Point annotation dataset records >>
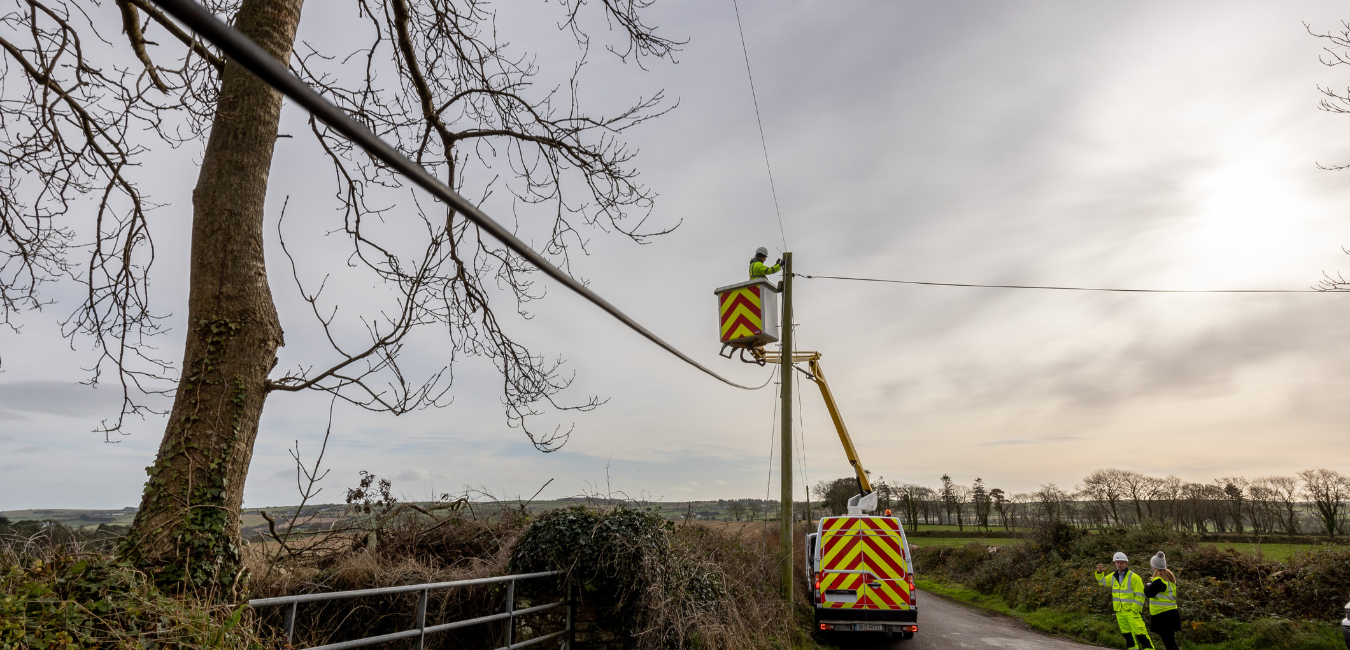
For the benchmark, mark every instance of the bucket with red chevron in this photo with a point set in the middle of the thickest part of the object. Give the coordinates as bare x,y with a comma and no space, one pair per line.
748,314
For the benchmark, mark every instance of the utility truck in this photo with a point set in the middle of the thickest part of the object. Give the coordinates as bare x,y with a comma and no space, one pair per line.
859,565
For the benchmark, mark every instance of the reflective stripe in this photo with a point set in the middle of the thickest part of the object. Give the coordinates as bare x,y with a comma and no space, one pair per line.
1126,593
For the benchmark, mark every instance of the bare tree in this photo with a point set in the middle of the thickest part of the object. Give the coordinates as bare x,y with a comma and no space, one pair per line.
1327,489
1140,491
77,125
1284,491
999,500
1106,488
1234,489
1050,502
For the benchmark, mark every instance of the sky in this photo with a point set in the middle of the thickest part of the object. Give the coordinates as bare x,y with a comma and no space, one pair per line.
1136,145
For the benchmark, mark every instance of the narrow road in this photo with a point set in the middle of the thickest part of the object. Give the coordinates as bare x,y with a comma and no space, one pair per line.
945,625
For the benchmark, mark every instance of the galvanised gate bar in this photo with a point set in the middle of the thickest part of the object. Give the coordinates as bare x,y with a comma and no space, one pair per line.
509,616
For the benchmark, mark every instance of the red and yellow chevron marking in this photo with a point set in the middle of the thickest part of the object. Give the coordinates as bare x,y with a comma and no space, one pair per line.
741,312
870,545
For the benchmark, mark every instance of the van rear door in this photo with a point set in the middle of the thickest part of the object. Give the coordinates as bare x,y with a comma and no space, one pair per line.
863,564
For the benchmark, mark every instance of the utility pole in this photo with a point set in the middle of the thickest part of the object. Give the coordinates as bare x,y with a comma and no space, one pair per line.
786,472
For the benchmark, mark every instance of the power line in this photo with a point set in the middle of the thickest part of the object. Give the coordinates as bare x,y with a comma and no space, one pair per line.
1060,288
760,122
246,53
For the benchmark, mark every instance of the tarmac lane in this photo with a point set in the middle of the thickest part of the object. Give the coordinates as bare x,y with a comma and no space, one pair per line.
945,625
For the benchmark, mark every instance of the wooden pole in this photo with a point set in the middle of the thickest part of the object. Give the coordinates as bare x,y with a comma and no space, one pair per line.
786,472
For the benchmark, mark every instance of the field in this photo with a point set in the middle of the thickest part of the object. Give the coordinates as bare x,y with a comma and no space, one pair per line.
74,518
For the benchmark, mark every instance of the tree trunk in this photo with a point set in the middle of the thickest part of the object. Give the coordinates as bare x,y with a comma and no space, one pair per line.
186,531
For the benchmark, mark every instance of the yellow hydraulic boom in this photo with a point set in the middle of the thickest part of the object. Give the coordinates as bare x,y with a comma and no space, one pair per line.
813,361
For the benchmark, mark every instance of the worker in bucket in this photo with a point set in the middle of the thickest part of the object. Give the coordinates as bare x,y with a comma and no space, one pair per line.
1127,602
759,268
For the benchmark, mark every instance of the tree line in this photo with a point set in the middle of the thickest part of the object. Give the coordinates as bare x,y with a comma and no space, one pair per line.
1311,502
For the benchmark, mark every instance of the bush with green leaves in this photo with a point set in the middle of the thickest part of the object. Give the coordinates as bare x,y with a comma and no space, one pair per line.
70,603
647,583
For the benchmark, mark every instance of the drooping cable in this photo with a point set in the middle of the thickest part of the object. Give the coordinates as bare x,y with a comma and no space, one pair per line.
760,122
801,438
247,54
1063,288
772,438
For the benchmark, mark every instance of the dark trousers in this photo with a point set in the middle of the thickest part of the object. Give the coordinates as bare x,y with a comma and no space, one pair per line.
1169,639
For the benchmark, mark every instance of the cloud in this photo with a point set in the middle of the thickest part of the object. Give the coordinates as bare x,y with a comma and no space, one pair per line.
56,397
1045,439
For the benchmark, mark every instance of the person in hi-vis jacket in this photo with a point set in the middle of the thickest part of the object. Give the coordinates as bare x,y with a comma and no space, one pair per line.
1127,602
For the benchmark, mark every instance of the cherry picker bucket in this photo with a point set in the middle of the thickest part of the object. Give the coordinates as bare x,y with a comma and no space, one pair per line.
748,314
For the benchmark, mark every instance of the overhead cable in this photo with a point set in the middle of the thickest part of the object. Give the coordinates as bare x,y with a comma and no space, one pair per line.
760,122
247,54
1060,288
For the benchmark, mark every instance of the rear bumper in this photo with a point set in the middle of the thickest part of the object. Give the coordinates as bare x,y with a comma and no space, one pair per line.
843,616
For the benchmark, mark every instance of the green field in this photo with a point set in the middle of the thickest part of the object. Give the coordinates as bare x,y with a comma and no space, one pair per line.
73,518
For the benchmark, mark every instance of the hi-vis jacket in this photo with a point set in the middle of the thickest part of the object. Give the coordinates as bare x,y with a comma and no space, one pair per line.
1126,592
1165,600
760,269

Task objective >> Repeat the lines above exactly, and keep every picture out.

Complete response >>
For the benchmark, mark every instance of the bucket with red chevron in this photo with a point set in the middle of the thickest part of the object. Give the coordinates as bare x,y with a comma and no space, one pair per line.
748,314
For the benchmark, mark every instance of the utility truck in this photo with a point set in the middle of the thickest part of the object. Give the coordinates as bare x,y with a comma and no space, one pair per line.
859,565
For the benchmark, mark every instance of the reflective stripe in this photo with a point set in the middle of the thickest part of the object. Give the coordinates as bare x,y with a comma and no space, one pair per line.
1126,593
For the benchmark, mark every instance of the bare tree in this photo with a point set in the middle of the thickest part of the object. Give the coordinates as bare x,y with a comma and no space, one pair per line.
1327,489
1140,491
77,125
1284,491
999,500
1106,488
1234,489
1050,502
For the benchmark, mark every instance of the sky in this photo with a point set in the middle of the thickest part of the object. Give the coordinates as bare x,y with a comma and no space, one pair per line.
1136,145
For the benchmark, mark every instance of the narrow road in this photo with a point set in the middle of the thickest part of the object. Give the coordinates as bare x,y with a comma and no space, one pair per line.
945,625
For the benchmark, mark every instance of the galvanised gate bar in this photo with a point set in the middle of the thickest part of the object. Give the coordinates as bare x,y with a comma and no space, one pair per line.
509,616
For the benchmark, mark every instance of the red and yellow chevron marking in this photo with a point set in the middle of the thickest part of the object. Give the coordinates as bare x,y with a comma and no space, one pair per line.
741,312
870,545
For the benchmark, mark every instance of the van rear door in this photo with a point set in the middle of the thickest part of the object. Give the coordinates as bare x,y with a comma and no space, one pair per line.
863,564
For the benchmark, mark every instance of the utility pole in this photo with a point set in the middle of the thickest part of the object. Give the coordinates as bare x,y with a comma and no space, one pair per line.
786,472
For the benchmark, mark every instance of the power line in this photo with a point set in the middle of the thickest part of the object. Give the coordinates as bare x,y with a comma and no space, one pair per line.
1060,288
760,122
246,53
For the benchmark, mark every instance of the tarmac lane in this photo with a point set in the middle of the thickest part of the object. Give the coordinates as bare x,y with a comma and no space, one pair per line.
945,625
For the benchmark, mark every instance of the wooden pole in this photo with a point set in the middle of the thickest part of the object. Give the coordinates as bare x,y with a comma and no space, one pair per line.
786,472
For the benchmark, mark every instance of the field in this photo with a point set in the middle of the thickest part of the object. Give the coordinates as bare x,y with a comma and no space, one pair per line.
74,518
For the benchmark, mark every instance of the tree trunk in this photo with a point set in the middle of the thickest part of the object. Give the coordinates as bare x,y with a comma and no space, one pair per line.
186,531
For the benchmark, mark every instance of the yellow hydraulic boom in this photo with a point set in the middle of the thickest part of the object. Give the coordinates as bare x,y with a comma and no space, one pair per line.
813,361
For the benchmark, mark every instance of the worker in bucket in this photo with a point set in the middle of the thickest part of the object. Give the coordinates as bare x,y with a comma and no space, one pair per line.
1127,602
759,268
For the benchmark, mark every instance of the tree line in this photo with a point set in the middle of the thickest part of the object. Give the coordinates as bare x,y with a comma and no space, one pair per line.
1311,502
For the benchmark, mark every instance of the bush with green leaves in this photo with a point set in the middle of the thickest part of the object. Give the coordinates as bare x,y with a comma and no space, one pair per line.
70,603
647,583
For the benchmark, mark every instance of the drooping cable in this photo with a point set in the middle of the thickest part of the object. Give the coordinates as bare x,y with a comma and no space, one pair per line.
760,122
801,438
247,54
1063,288
772,438
For the benchmark, mark every instance of the dark trousers in this photo with a point set in the middle of the thickest part of the object. Give the coordinates as bare x,y with a comma and no space, one pair per line.
1169,639
For the benchmark, mark every instance of the cloud in this photo with a point set in the middle of the thickest part of the object. Give the coordinates as bare x,y with a comma and no space, one pair per line.
56,397
1045,439
For the benchmark, mark every instance of the person in hi-vis jacket in this photo with a point set in the middle of the thickest part of the object. Give the coordinates as bare x,y with a comma and no space, one pair per line.
1127,602
For the benchmark, mark every instance of the cherry picker bucket in this photo with a point set in the middle of the thickest part of the object. Give the coordinates as bare x,y with a comma and no space, one pair per line.
748,314
For the benchmark, mark every instance of the overhead cable in this photo with a point set in the middle of the thickest part of the object. Give the coordinates as bare x,y with a comma and no space, one pair per line.
760,122
247,54
1060,288
For the benchmark, mark every instance of the rear bumper in this photo with a point set in the middle of the thickest part of the object. Give the coordinates as bare x,y with a comma and no space, one pair per line.
843,616
For the benchmark, mark every instance of the green field in this photo with a point set in the middle of the thickest part of the object. Give the coordinates as bare x,y with a comma and no space, one pair per line.
73,518
For the benchmark, mark every instance of the hi-vis jacket in this photo with a point set in the middle of the thickest part of the object. Give the coordinates as bare x,y with a comma and no space, one pair per line.
1126,592
1165,600
760,269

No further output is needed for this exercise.